FRAGMENTO DE ORIGEN

_ _ _ _

Salgo a la calle, aviso a mis hermanas por teléfono, consigo
una bolsa de oxígeno y luego me encuentro con Cortés Tamayo,
quien me acompaña en mis gestiones, solícito y fraternal.
Días antes me había regalado unos zapatos, y hoy me entrega
algún dinero.

Después, cuando regreso, ya no quiero separarme de
Silvestre. Ahora sé que va a morir en el momento menos
pensado. Mis hermanas van llegando una a una, Cuca, María,
Rosaura, Emilia, Consuelo, también la prima Margarita, todas
ya con los ojos enrojecidos por el llanto. Silvestre va a



 

morir, va a morir, parecemos decirnos todos en silencio,
aturdidos, como si alguien nos hubiera dado un golpe en la
cabeza. ¿Pero qué se puede hacer? ¿Qué podemos hacer?

Ángela, Consuelo, y yo, estamos solos con Silvestre, en la
habitación.

Apenas pasan unos cuántos minutos de las doce de la noche:
ha comenzado el cinco de octubre.

_ _ _ _

INSTRUCCIÓN ESCRITA A
Extrae sin ningún cambio todas las líneas del listado de etiquetado por puntos.
El listado que viene a continuación no guarda relación alguna con el fragmento.

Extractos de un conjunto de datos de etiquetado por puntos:
_ _ _ _

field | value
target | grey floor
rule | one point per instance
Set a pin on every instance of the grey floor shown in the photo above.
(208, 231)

_ _ _ _

INSTRUCCIÓN ESCRITA B
Enumera los nombres de las hermanas que, según el fragmento, van llegando una a una.

RESULTADO A
field | value
target | grey floor
rule | one point per instance
Set a pin on every instance of the grey floor shown in the photo above.
(208, 231)

RESULTADO B
Cuca, María, Rosaura, Emilia y Consuelo.